Information:
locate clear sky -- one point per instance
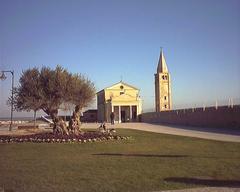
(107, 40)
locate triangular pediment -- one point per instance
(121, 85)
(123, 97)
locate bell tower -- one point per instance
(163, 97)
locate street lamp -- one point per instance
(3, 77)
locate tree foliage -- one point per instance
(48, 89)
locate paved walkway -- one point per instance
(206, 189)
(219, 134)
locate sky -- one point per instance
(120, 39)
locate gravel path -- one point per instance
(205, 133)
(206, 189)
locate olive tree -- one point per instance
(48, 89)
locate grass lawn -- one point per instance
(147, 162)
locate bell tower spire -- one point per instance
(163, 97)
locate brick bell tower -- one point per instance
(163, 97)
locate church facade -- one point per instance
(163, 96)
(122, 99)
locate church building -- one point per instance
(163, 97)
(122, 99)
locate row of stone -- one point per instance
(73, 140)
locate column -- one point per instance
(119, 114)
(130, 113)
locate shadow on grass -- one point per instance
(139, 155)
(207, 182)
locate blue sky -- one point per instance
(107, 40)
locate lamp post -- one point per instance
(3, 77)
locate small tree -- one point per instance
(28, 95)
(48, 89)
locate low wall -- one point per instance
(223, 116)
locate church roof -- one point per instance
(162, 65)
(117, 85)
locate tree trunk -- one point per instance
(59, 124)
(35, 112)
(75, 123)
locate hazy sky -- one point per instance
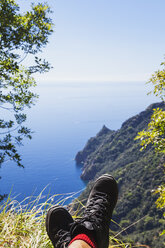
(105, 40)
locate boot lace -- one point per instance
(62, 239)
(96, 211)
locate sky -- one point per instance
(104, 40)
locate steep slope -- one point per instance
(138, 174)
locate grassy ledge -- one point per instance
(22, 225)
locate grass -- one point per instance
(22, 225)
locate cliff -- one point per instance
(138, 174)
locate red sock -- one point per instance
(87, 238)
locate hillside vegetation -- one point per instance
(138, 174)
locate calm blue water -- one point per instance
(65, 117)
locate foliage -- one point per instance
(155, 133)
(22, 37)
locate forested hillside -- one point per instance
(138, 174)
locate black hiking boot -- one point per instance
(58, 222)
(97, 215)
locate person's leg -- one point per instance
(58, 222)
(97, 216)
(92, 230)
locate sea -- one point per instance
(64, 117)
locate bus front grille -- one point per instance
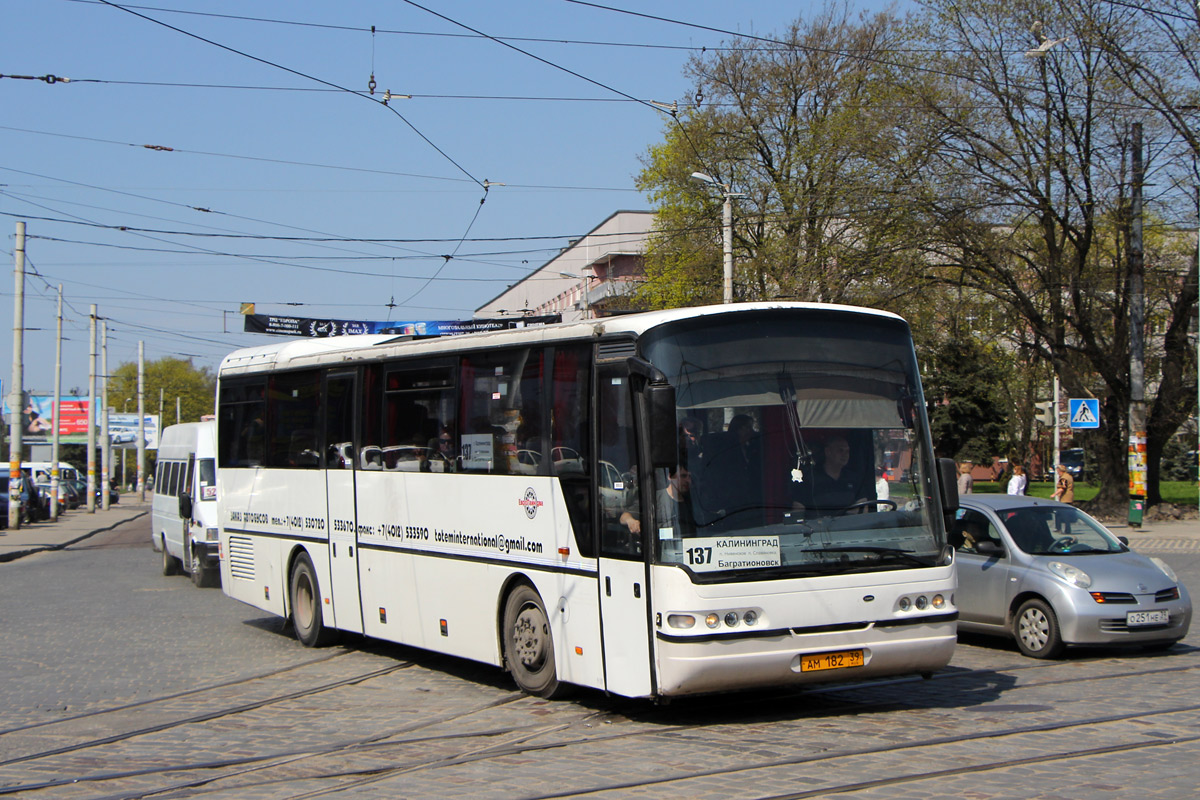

What you should do:
Copy out the entries verbatim, but skip every picture.

Your solution:
locate clear sky -- one point per instance
(107, 40)
locate triangular pediment -- one point per instance
(121, 85)
(123, 97)
locate bell tower -- one point per instance
(163, 97)
locate street lamp -- one point per instance
(3, 77)
locate tree foliage -- one point per instance
(48, 89)
locate paved walkway -- one point per instance
(206, 189)
(219, 134)
locate sky -- one point per instance
(120, 39)
locate gravel path -- one point per instance
(205, 133)
(206, 189)
locate olive tree -- one point per instance
(48, 89)
locate grass lawn -- one point per instance
(147, 162)
locate bell tower spire -- one point per instance
(163, 97)
locate brick bell tower -- one point per instance
(163, 97)
locate church facade -- one point per instance
(163, 96)
(122, 99)
locate church building -- one point per instance
(163, 97)
(122, 99)
locate row of stone -- one point per instance
(73, 140)
locate column -- one point per instance
(119, 114)
(130, 113)
locate shadow on grass -- one point per instance
(139, 155)
(207, 182)
locate blue sky -- one point per instance
(107, 40)
locate lamp post -- one point per instance
(3, 77)
locate small tree -- one point per instance
(28, 95)
(48, 89)
locate low wall -- one point per instance
(223, 116)
locate church roof -- one point per instance
(162, 65)
(117, 85)
locate tree trunk -- one point per instance
(59, 124)
(35, 112)
(75, 123)
locate hazy sky -- one point per instance
(105, 40)
locate boot lace -- one point per instance
(62, 239)
(96, 211)
locate sky -- one point per instance
(104, 40)
locate steep slope -- one point per instance
(138, 174)
locate grassy ledge -- one point per instance
(22, 225)
locate grass -- one point per instance
(22, 225)
locate cliff -- one point per instance
(138, 174)
locate red sock -- one point per instance
(87, 238)
locate hillside vegetation -- one point per instance
(138, 174)
locate calm blue water -- one point per instance
(65, 117)
locate foliage -- one point per instance
(155, 133)
(22, 37)
locate forested hillside -- one point per instance
(138, 174)
locate black hiking boot -- one point per instance
(58, 222)
(97, 215)
locate person's leg -- one point per instance
(58, 222)
(97, 216)
(92, 230)
locate sea -- one point per instance
(64, 117)
locate bus front grille -- one point per instance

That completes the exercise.